Each line of the data that mentions the string "giving" needs to be identified and copied.

Start of AVAILABLE DATA

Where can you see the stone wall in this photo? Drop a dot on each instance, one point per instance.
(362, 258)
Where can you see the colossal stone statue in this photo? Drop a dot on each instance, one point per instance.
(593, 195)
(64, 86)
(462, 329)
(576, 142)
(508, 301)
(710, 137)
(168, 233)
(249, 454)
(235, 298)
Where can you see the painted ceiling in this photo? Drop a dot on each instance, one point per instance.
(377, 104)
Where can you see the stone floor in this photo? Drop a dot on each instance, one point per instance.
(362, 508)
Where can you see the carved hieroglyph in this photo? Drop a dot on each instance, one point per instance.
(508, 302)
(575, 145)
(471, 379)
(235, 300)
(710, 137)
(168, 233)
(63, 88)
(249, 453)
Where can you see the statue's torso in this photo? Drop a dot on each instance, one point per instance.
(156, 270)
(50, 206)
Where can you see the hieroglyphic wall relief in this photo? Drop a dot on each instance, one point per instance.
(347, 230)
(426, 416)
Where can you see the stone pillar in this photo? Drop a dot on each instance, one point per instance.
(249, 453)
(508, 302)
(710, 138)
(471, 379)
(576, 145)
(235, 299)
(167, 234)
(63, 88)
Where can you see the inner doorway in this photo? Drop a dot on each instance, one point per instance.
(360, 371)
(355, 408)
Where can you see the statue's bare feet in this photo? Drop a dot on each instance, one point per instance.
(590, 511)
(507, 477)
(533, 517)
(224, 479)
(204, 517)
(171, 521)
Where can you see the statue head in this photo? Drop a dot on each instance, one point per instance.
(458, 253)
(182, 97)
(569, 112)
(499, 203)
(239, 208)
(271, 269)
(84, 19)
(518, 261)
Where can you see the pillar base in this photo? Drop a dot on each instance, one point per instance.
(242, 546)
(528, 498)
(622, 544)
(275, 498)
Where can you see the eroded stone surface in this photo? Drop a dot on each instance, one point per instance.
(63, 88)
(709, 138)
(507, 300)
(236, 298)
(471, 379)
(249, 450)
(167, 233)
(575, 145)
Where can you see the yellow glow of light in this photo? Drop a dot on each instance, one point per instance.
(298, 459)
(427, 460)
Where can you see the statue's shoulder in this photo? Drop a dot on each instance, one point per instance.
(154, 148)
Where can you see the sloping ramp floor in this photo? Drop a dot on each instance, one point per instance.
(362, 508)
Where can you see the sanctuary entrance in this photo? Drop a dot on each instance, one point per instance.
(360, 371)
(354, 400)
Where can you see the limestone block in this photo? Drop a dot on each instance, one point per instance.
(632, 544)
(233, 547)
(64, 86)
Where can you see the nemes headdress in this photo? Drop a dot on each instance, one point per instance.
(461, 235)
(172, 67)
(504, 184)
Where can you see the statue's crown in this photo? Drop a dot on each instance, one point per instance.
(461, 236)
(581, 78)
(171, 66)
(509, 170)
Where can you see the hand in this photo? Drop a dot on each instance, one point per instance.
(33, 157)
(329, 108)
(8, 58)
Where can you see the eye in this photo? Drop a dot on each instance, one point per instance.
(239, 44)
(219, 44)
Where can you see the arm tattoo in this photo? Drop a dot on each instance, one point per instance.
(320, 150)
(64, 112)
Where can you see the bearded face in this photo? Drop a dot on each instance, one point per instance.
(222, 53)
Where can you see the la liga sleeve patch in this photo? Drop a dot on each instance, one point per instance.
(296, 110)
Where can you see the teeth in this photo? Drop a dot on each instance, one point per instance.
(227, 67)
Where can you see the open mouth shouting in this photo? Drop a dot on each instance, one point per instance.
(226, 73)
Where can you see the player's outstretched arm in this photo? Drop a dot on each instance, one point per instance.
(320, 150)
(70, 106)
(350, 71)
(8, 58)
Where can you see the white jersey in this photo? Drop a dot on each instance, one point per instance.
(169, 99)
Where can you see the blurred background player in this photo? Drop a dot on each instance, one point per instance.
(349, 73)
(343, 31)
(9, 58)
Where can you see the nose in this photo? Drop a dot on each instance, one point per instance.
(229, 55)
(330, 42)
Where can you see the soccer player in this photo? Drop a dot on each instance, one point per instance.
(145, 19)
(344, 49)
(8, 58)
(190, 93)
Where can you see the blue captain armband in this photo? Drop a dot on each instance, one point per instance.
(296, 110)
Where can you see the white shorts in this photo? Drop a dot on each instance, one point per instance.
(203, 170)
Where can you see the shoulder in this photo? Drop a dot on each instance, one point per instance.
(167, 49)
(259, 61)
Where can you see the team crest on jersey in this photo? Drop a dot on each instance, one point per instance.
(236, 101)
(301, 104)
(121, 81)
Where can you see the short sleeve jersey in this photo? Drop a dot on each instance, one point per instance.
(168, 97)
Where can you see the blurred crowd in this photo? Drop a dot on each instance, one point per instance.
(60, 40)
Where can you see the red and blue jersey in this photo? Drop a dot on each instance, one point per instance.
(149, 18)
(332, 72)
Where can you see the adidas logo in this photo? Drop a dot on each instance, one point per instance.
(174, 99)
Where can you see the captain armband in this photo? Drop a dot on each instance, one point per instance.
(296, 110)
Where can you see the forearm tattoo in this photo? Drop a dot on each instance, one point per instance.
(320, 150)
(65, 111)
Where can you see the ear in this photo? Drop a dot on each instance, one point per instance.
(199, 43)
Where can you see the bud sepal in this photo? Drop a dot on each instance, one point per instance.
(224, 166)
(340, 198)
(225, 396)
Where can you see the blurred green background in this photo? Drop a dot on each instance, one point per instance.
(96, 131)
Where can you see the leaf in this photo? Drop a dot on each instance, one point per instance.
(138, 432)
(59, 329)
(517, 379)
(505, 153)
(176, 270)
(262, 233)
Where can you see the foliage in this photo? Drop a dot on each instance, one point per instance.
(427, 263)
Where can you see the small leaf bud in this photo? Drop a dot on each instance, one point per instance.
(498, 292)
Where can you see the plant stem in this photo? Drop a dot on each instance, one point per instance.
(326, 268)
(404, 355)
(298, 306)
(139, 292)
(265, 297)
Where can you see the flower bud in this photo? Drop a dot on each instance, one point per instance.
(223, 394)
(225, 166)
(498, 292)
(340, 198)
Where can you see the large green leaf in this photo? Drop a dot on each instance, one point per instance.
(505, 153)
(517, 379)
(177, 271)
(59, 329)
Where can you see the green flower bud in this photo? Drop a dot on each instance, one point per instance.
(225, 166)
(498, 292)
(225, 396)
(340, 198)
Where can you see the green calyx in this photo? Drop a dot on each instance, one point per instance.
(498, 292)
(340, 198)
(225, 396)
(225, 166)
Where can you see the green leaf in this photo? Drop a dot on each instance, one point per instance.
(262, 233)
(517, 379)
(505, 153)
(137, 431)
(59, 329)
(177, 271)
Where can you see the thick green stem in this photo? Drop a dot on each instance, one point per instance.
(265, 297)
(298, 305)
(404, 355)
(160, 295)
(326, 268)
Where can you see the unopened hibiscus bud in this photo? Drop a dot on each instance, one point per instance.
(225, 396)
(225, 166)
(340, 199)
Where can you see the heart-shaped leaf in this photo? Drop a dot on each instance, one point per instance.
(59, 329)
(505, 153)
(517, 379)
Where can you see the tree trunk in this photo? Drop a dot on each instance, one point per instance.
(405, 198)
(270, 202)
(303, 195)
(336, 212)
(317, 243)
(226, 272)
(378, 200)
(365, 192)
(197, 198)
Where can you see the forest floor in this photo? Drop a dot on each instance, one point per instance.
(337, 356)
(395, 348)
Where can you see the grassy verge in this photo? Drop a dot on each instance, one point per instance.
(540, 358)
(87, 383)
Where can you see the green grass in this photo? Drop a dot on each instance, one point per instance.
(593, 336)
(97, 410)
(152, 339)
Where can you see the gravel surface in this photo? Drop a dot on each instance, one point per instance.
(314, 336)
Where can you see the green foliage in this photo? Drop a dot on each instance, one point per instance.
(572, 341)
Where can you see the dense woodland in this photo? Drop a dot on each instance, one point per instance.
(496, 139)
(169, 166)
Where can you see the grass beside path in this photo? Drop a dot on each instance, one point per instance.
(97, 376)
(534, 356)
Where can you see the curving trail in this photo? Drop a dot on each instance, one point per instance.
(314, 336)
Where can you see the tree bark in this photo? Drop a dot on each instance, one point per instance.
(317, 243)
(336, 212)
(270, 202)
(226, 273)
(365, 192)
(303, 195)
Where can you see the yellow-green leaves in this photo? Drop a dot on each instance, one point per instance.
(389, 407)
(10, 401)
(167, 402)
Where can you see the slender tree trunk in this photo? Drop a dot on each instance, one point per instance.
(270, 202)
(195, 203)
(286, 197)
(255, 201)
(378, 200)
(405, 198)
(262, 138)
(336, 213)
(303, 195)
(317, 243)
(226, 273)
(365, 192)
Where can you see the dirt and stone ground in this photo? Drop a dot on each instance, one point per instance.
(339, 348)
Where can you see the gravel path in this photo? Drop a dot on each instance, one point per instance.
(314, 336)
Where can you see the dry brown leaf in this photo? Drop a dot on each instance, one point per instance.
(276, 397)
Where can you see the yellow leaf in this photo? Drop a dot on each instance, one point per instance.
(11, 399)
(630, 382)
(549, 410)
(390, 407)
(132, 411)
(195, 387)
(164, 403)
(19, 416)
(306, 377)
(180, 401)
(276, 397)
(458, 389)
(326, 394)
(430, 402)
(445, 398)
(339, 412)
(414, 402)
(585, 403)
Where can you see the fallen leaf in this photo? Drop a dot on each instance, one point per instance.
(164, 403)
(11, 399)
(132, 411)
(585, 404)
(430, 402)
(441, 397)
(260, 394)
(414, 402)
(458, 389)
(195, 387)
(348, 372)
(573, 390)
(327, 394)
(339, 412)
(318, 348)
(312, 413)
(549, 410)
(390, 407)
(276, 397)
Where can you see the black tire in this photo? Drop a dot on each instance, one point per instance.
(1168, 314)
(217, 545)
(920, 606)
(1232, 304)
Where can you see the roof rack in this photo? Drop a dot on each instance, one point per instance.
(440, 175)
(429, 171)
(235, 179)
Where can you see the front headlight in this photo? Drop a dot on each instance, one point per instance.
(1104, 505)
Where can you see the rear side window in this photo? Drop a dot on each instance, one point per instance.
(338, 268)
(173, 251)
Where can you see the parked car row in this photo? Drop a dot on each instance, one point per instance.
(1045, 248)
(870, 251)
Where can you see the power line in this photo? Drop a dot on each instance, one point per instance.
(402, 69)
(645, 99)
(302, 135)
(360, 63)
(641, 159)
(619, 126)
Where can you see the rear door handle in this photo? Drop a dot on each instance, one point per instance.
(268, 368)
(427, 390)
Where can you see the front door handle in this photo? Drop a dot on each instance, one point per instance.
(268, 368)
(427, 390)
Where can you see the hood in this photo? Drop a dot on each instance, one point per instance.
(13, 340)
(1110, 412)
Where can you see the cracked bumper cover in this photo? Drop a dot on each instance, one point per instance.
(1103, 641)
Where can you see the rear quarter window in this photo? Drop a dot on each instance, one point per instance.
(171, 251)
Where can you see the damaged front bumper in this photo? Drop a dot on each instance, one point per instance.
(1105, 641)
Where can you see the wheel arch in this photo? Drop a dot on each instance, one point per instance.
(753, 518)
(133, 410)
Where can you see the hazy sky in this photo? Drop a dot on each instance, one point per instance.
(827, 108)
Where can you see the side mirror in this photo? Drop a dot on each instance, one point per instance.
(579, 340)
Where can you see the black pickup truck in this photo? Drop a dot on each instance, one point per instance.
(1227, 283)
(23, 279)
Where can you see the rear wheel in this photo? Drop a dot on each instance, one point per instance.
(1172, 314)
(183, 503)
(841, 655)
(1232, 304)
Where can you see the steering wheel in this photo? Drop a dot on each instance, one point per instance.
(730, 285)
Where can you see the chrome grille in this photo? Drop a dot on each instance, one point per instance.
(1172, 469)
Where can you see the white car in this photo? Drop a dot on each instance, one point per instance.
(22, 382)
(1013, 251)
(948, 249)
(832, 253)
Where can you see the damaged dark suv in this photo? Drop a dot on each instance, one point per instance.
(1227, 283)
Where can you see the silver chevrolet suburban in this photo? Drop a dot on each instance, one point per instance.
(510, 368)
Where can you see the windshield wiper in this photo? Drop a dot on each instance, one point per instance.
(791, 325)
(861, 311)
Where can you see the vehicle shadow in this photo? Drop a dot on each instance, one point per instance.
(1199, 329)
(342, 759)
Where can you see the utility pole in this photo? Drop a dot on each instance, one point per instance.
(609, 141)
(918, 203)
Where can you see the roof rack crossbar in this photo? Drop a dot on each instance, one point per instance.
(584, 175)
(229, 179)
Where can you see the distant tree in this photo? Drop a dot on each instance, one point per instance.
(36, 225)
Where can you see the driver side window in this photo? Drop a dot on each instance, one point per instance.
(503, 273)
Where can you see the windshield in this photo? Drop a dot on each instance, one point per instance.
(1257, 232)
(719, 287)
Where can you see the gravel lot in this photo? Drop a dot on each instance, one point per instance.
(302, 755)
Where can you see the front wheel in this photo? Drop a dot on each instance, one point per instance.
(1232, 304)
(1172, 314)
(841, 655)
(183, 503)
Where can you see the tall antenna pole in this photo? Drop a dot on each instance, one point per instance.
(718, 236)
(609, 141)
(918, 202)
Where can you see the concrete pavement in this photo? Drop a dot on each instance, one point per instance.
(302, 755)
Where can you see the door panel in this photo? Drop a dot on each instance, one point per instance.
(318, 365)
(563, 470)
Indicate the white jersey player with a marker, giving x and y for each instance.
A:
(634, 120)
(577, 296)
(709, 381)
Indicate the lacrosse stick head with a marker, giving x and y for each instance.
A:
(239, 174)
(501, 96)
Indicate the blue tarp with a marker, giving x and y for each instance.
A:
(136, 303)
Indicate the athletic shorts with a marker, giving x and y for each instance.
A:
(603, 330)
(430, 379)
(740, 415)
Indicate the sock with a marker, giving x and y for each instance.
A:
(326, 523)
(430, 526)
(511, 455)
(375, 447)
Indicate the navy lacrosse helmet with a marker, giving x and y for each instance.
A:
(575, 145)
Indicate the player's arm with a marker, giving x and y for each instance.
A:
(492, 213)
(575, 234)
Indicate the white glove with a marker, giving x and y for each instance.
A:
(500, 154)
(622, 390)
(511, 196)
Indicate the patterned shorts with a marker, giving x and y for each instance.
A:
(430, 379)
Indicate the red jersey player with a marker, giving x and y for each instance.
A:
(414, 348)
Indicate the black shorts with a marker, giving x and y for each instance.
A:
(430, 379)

End of AVAILABLE DATA

__PROBLEM SOLUTION__:
Indicate the white jersey player with a marker, giving x and y for each instance.
Indicate the lacrosse stick head with a marker, giving x and y for each instance.
Indicate the blue tarp with a marker, giving x and y for each instance.
Indicate the athletic shorts with a marker, giving x and y for each instance.
Indicate the sock with a marker, giving x and y for each instance.
Indicate the navy lacrosse helmet with a marker, giving x and y for each instance.
Indicate the player's arm with a marker, giving x and y for each instance.
Indicate the white glove with a marker, giving x and y for each instance.
Indicate the patterned shorts with a marker, giving x and y for each instance.
Indicate the red jersey player with a marker, giving x and y for each instance.
Indicate the black shorts with a marker, giving x and y for each instance.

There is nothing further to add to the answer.